##### GIVEN TEXT #####

During the pandemic, the center expanded its footprint in Northeast Texas and in South Texas with the addition of Louisiana State University Health Shreveport and The University of Texas Rio Grande Valley.
Other members include Texas Tech University Health Sciences Center El Paso, UTHealth School of Public Health Brownsville campus, The University of Texas Health Science Center at Tyler, as well as the Texas Medical Center institutions of MD Anderson, UTHealth, and Rice University.
“The Lower Rio Grande Valley is 93% Hispanic overall,” said David McPherson, MD, executive director and one of the principal investigators. “It is a highly vulnerable area along the U.S.-Mexico border. Chronic disease disparities are prevalent, and those disparities contributed to how hard COVID-19 hit the area, resulting in a case fatality rate that is almost double that of the state and the country. A lot of focus during the pandemic has been addressing that and doing research around it.”
Projects of the Center for Clinical and Translational Sciences include several initiatives to address testing disparities in vulnerable and underserved populations across the state, including in the Houston metro area, in South Texas, and in East Texas and West Texas, which have higher rates of uninsured and African American populations.
The center collaborated on the use of convalescent plasma as a COVID-19 treatment, including working with another NIH-funded center in New York. The Center for Clinical and Translational Sciences in Texas enrolled 25% of all subjects in the trial across the country and had enrolled more than 50% of the subjects since it entered the trial.
Another project was researching medications to prevent blood clots in people recovering from COVID-19 at home, as well as an inpatient trial to examine ways to reduce overactive immune effects of the disease. Other trials centered on examining whether repurposed medications could reduce the duration and severity of the symptoms of moderate COVID-19 and, if so, to track the effect of hospitalization and mortality of people with severe COVID-19.
The center is one of three sites chosen nationally to improve participation in the NIH’s National COVID Cohort Collaborative as well as in the All of Us program, which aims to gather health data from 1 million Americans.
As vaccine distribution rates increase across the country, the center’s work continues. It has applied to create a consortium of 14 institutions spanning six states to study “long-haul” COVID-19 symptoms.
The center is also involved in work to improve COVID-19 vaccination among Houston’s Black community, Houston residents experiencing homelessness, the Rio Grande Valley Hispanic community, East Texas rural Hispanic and non-Hispanic communities, and North Louisiana rural Black and non-Hispanic communities. The work includes collaborating with other agencies to offer education, motivation, support, and new resources to medically underserved and vulnerable communities and to individuals with other health conditions.

##### RECORDED INFORMATION #####

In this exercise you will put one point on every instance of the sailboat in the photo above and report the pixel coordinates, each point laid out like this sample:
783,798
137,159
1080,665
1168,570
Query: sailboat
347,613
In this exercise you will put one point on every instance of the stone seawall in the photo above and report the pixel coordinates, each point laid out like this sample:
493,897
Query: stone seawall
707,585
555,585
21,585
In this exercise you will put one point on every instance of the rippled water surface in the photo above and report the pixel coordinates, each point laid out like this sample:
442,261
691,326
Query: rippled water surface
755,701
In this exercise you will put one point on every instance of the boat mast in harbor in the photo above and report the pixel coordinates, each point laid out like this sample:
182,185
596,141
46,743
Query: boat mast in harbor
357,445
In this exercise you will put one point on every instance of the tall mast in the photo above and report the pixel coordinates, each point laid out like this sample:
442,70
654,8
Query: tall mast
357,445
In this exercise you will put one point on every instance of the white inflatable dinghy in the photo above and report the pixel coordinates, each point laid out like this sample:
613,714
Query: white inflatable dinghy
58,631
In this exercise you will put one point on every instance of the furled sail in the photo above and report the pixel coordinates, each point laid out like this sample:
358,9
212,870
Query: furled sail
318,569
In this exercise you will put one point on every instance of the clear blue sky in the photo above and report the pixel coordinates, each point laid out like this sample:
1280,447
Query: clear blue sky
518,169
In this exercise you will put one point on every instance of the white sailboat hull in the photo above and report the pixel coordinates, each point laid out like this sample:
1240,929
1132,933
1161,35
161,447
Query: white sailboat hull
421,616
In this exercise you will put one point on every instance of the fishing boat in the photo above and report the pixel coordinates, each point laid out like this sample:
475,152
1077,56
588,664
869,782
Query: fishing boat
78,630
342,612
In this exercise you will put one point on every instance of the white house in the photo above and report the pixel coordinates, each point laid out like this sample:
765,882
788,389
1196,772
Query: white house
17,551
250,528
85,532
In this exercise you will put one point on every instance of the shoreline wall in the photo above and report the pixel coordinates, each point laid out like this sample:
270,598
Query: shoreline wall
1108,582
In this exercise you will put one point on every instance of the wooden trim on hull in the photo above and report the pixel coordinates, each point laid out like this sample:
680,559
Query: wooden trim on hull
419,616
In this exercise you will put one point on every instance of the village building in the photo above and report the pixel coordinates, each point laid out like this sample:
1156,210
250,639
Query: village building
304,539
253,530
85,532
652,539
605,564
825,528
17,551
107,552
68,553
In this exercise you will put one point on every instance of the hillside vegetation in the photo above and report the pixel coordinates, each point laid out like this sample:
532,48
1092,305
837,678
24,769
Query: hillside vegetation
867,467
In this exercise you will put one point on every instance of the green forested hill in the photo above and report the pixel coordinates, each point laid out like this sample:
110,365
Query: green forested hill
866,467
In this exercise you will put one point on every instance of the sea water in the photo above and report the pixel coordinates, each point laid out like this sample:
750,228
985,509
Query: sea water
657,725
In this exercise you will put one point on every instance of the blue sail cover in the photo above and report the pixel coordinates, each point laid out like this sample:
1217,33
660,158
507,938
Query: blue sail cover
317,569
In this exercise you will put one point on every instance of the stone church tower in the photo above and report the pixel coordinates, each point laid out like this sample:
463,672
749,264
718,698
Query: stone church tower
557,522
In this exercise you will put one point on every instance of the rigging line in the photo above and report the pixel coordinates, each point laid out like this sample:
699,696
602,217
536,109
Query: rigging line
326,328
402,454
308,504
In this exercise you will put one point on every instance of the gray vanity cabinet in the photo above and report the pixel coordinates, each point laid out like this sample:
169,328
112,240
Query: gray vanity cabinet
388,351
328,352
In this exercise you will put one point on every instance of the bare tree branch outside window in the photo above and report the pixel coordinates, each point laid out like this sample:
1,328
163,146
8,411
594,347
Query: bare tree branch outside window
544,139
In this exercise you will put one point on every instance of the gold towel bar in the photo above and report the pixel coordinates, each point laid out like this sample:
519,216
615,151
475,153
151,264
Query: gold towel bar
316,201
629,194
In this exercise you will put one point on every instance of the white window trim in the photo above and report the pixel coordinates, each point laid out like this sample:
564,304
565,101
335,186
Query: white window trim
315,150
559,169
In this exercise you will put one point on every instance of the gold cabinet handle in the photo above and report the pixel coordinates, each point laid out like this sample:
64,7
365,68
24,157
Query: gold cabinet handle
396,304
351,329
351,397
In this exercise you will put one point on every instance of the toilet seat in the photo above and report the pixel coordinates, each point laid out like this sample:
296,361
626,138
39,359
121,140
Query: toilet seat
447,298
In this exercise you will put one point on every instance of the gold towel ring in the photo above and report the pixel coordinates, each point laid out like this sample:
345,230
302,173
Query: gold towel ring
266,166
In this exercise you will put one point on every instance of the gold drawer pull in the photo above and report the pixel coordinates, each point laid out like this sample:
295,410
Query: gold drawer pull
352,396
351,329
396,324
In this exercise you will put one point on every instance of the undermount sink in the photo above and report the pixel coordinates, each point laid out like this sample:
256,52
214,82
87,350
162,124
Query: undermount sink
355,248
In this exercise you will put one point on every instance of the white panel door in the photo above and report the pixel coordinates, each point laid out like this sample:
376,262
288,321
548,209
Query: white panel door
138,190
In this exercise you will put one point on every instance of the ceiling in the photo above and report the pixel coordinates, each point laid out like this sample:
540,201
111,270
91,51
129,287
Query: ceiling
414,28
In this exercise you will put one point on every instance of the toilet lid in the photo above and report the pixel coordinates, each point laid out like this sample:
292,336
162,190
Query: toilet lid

#####

PROBLEM DETAILS: In the passage about the Texas clinical research center, how many institutions and states would the proposed consortium studying "long-haul" COVID-19 symptoms span? These items were taken from a different source than the text.

RESPONSE: It would span 14 institutions across six states.